Quoted passage
↓
At the very heart of this process is the need to re-align the employment relationship, through re-negotiation of the psychological contract. In order to expedite this process of re-negotiation people need information about the new vision and future of the organisation but more importantly, information about the new rules of the relationship and how they fit into the future scenario. Achieving equilibrium between the individual and the organisation, requires involving employees through participation, communication and counselling to addresses their personal needs and concerns.
A range of integrated interventions were recommended to help these change processes to fruition. Employee involvement programmes to fulfil the need for information, to instil the new vision and culture of the organisation, to enable and build motivation, commitment and trust. Stress management programmes to manage feelings of insecurity, role ambiguity and career confusion. Counselling, coaching and mentoring to facilitate communication and discussion of individual's aspirations and longer term needs. Career counselling to help retained employees achieve clarity about the different career opportunities available within the organisation and to develop compatible career goals. These were among the raft of good practice measures learned as a result of the workplace traumas of the 1990’s.
What’s different now?
This time things are different in that no jobs seem immune to the spectre of redundancy. Financial services, manufacturing, older workers, public sector workers, even charities are being hit by job losses creating a situation where unemployment in Britain has risen to its highest level since the mid-90s. Economists suggest that a lack of collective consciousness has been partly responsible for the current credit crunch, so too the lessons of redundancy management from the 1990’s appear to have been lost from the collective consciousness of organisations. Managing the impact of the recession appears to have resulted in reflex reactions!
People are concerned with personal survival, jobs, careers, and essentially their own ability to survive in an ever changing environment. Companies need to avoid a short-term reactionary approach to recession and treat individuals with the respect that shows they really are a “most valuable asset”.
Practical issues for individuals
- Maintain employability
- Try to have a fall back reserve of money in case the worst happens
- Take opportunities to update skills
- Think creatively about current skills – how can they apply to other work contexts / situations
Practical issues for organisations
- Avoid a short-term knee-jerk response
- Remember treat those who leave with respect – they can carry the company flag well beyond the down-turn
- Use good practice principles in dealing with necessary loss of people
- Provide support for those leaving but don’t forget the survivors – they will be feeling the pain too and they are the future of the company.
In February 2009 following the surge in redundancies the CIPD and Acas launched a set of guidelines “Managing in Recession”. Ten guidelines are proposed including a call for responsible management so companies take a longer term view and consider reducing employment costs in more creative ways which avoid redundancy. Where redundancy is inevitable sensitive management of the situation is recommended, in order to reduce the impact of redundancy on the individual, and on those remaining in the organisation. (see www.cipd.co.uk)
Noeleen Doherty is Senior Research Fellow at Cranfield University, School of Management.
↑
Data for review
↓
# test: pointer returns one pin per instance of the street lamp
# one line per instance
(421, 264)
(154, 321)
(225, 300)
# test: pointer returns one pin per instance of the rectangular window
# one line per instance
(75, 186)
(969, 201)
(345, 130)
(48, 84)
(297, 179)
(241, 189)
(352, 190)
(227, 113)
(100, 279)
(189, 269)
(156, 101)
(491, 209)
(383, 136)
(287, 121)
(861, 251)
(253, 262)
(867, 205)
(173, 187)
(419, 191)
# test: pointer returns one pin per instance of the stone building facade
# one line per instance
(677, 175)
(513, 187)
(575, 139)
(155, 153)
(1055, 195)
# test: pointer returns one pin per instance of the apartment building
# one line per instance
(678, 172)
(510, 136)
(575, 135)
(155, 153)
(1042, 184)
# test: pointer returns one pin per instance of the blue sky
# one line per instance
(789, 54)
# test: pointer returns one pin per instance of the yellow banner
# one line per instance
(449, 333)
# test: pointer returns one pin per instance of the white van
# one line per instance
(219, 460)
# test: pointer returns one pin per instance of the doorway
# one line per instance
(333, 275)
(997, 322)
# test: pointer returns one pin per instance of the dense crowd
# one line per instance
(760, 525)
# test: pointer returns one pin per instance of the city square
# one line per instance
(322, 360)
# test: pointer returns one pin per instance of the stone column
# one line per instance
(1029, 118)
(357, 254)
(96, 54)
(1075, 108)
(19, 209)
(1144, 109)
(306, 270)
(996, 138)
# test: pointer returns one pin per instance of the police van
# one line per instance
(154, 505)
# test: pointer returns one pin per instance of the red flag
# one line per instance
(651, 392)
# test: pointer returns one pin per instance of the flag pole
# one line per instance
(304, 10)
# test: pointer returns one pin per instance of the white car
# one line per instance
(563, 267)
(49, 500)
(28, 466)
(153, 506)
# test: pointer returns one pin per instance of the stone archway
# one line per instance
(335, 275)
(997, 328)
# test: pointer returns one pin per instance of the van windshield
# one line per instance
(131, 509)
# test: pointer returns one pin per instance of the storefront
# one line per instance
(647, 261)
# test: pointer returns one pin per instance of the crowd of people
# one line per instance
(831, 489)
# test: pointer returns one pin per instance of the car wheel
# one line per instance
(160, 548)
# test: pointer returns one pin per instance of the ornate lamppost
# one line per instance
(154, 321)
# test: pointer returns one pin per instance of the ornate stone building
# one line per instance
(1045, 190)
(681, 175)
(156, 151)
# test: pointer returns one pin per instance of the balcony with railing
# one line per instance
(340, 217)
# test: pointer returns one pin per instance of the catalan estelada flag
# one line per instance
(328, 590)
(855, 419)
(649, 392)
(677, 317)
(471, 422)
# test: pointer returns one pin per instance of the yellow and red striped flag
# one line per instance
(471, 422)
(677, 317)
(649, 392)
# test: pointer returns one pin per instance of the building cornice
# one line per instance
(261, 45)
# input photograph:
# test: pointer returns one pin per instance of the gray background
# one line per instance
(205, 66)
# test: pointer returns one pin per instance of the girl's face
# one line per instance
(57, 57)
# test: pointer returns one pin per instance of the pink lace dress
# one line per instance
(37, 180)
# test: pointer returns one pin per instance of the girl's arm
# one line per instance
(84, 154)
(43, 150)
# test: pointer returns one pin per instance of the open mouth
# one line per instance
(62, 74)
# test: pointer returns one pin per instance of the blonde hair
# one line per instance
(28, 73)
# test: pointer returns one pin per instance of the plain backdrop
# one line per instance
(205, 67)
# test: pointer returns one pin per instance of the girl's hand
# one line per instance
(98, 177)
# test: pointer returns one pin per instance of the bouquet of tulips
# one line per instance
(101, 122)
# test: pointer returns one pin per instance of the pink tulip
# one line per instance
↑
Required action 1
In the article on redundancy, retype the part that opens with the words containing "A range of integrated" and closes with "of the 1990’s.".
Required action 2
Name every sector or group the article on redundancy says is being hit by job losses.

Task answer 1
A range of integrated interventions were recommended to help these change processes to fruition. Employee involvement programmes to fulfil the need for information, to instil the new vision and culture of the organisation, to enable and build motivation, commitment and trust. Stress management programmes to manage feelings of insecurity, role ambiguity and career confusion. Counselling, coaching and mentoring to facilitate communication and discussion of individual's aspirations and longer term needs. Career counselling to help retained employees achieve clarity about the different career opportunities available within the organisation and to develop compatible career goals. These were among the raft of good practice measures learned as a result of the workplace traumas of the 1990’s.

Task answer 2
- Financial services
- Manufacturing
- Older workers
- Public sector workers
- Charities